Problem = Your response should consist of the full data, set down exactly.

Data under study =

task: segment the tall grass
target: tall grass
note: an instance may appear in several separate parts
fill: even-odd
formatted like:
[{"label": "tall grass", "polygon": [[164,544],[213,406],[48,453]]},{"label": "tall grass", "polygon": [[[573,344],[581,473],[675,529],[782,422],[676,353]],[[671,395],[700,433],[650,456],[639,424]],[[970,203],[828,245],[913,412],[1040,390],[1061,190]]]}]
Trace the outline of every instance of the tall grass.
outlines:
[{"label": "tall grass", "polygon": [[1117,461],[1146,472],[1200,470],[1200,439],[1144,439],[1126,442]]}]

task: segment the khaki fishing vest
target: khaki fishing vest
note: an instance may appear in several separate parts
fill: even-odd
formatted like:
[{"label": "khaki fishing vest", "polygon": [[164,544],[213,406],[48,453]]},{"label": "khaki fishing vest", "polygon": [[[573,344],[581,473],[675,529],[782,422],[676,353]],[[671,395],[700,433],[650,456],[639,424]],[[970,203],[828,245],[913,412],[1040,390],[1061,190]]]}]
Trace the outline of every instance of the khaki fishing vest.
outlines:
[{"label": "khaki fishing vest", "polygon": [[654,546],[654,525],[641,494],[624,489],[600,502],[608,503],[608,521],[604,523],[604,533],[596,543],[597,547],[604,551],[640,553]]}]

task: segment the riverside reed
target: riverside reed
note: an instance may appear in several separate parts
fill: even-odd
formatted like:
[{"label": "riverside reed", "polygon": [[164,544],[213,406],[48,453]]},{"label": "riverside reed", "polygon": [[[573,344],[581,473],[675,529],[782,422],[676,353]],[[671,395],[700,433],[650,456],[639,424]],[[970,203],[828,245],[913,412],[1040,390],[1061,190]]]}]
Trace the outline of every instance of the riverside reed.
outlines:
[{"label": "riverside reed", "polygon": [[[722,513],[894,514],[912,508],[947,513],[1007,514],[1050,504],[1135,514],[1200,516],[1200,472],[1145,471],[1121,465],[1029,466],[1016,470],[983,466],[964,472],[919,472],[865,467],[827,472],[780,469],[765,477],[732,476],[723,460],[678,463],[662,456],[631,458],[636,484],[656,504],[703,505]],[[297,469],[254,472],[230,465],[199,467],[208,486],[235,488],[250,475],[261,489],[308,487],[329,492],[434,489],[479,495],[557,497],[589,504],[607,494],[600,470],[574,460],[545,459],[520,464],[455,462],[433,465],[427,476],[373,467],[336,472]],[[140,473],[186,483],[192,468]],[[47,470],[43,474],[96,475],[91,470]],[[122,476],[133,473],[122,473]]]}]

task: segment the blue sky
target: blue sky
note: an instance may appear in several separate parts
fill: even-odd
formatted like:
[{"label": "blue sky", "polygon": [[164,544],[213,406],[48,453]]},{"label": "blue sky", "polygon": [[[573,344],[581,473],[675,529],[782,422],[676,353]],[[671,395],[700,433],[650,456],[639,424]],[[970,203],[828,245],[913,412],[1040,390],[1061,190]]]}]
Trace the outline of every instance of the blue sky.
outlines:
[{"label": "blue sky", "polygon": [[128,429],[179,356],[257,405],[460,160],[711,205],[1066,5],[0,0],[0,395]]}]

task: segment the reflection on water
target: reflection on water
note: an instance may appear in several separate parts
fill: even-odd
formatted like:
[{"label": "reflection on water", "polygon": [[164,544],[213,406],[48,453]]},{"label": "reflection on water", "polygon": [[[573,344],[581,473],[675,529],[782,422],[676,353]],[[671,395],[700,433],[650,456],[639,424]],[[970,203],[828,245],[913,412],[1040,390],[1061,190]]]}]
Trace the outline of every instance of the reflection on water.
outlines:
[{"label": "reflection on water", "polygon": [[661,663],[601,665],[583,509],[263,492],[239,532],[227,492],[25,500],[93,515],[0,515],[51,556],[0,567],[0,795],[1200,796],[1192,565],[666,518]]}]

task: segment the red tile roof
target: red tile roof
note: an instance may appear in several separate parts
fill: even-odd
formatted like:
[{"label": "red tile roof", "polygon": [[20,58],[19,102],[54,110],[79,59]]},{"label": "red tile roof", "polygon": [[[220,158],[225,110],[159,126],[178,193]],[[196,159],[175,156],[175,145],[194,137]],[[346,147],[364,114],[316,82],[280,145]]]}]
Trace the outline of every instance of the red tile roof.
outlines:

Written solution =
task: segment the tall grass
target: tall grass
note: an instance may appear in several separate parts
fill: even-odd
formatted like:
[{"label": "tall grass", "polygon": [[164,544],[213,406],[48,453]]},{"label": "tall grass", "polygon": [[[573,344],[581,473],[675,529],[782,422],[676,353]],[[671,395],[700,433],[650,456],[639,424]],[[970,203],[828,245],[913,412],[1040,390],[1061,190]]]}]
Trace the outline of every instance of the tall grass.
outlines:
[{"label": "tall grass", "polygon": [[1117,461],[1146,472],[1200,470],[1200,439],[1144,439],[1126,442]]}]

task: segment the khaki fishing vest
target: khaki fishing vest
note: an instance may appear in several separate parts
fill: even-odd
formatted like:
[{"label": "khaki fishing vest", "polygon": [[164,544],[213,406],[48,453]]},{"label": "khaki fishing vest", "polygon": [[[573,344],[581,473],[675,529],[782,422],[676,353]],[[671,395],[700,433],[650,456],[639,424]],[[970,203],[828,245],[913,412],[1040,390],[1061,190]]]}]
Trace the outline of every instance of the khaki fishing vest.
outlines:
[{"label": "khaki fishing vest", "polygon": [[654,546],[654,525],[641,494],[624,489],[600,502],[608,503],[608,521],[604,523],[604,533],[596,543],[597,547],[604,551],[640,553]]}]

task: segment the riverside reed
target: riverside reed
note: an instance may appear in several separate parts
fill: even-odd
formatted like:
[{"label": "riverside reed", "polygon": [[164,544],[213,406],[48,453]]},{"label": "riverside reed", "polygon": [[[573,344],[581,473],[675,529],[782,422],[676,353]],[[671,395],[700,433],[650,456],[639,424]],[[970,203],[828,245],[913,412],[1040,390],[1061,190]]]}]
Trace the outline of every instance of the riverside reed.
outlines:
[{"label": "riverside reed", "polygon": [[[722,513],[894,514],[912,508],[947,513],[1007,514],[1050,504],[1135,514],[1200,516],[1200,472],[1145,471],[1121,465],[1029,466],[1016,470],[983,466],[964,472],[919,472],[865,467],[827,472],[780,469],[765,477],[732,476],[723,460],[678,463],[662,456],[631,458],[636,484],[656,504],[703,505]],[[297,469],[254,472],[230,465],[199,467],[208,486],[235,488],[250,475],[261,489],[308,487],[329,492],[434,489],[479,495],[557,497],[589,504],[607,494],[600,470],[574,460],[545,459],[520,464],[455,462],[433,465],[427,476],[373,467],[336,472]],[[140,473],[186,483],[192,468]],[[47,470],[43,474],[96,475],[91,470]],[[122,476],[133,473],[122,473]]]}]

task: segment the blue sky
target: blue sky
note: an instance may appear in several separate parts
fill: even-odd
formatted like:
[{"label": "blue sky", "polygon": [[164,544],[213,406],[48,453]]},{"label": "blue sky", "polygon": [[[573,344],[581,473],[675,529],[782,422],[676,353]],[[671,395],[700,433],[650,456],[639,424]],[[970,203],[828,245],[913,412],[1040,390],[1061,190]]]}]
Trace the outline of every instance of the blue sky.
outlines:
[{"label": "blue sky", "polygon": [[128,429],[179,356],[257,405],[460,160],[711,205],[1066,5],[0,0],[0,395]]}]

task: segment the reflection on water
target: reflection on water
note: an instance may appear in several separate parts
fill: even-odd
formatted like:
[{"label": "reflection on water", "polygon": [[164,544],[213,406],[48,453]]},{"label": "reflection on water", "polygon": [[[573,344],[581,473],[675,529],[782,422],[676,353]],[[671,395],[700,433],[650,456],[639,424]],[[970,203],[828,245],[913,412],[1040,390],[1061,190]]]}]
Trace the outline of every instance of the reflection on water.
outlines:
[{"label": "reflection on water", "polygon": [[661,663],[601,665],[583,509],[263,492],[239,532],[227,492],[25,500],[93,515],[0,515],[51,556],[0,567],[0,795],[1200,796],[1192,565],[666,518]]}]

task: segment the red tile roof
target: red tile roof
note: an instance may appear in several separate parts
fill: even-odd
formatted like:
[{"label": "red tile roof", "polygon": [[20,58],[19,102],[54,110],[79,59]]},{"label": "red tile roof", "polygon": [[[220,158],[225,110],[159,126],[178,193]],[[196,159],[175,156],[175,145],[194,137]],[[346,147],[364,114],[316,82],[280,145]]]}]
Trace the outline of every instance of the red tile roof.
outlines:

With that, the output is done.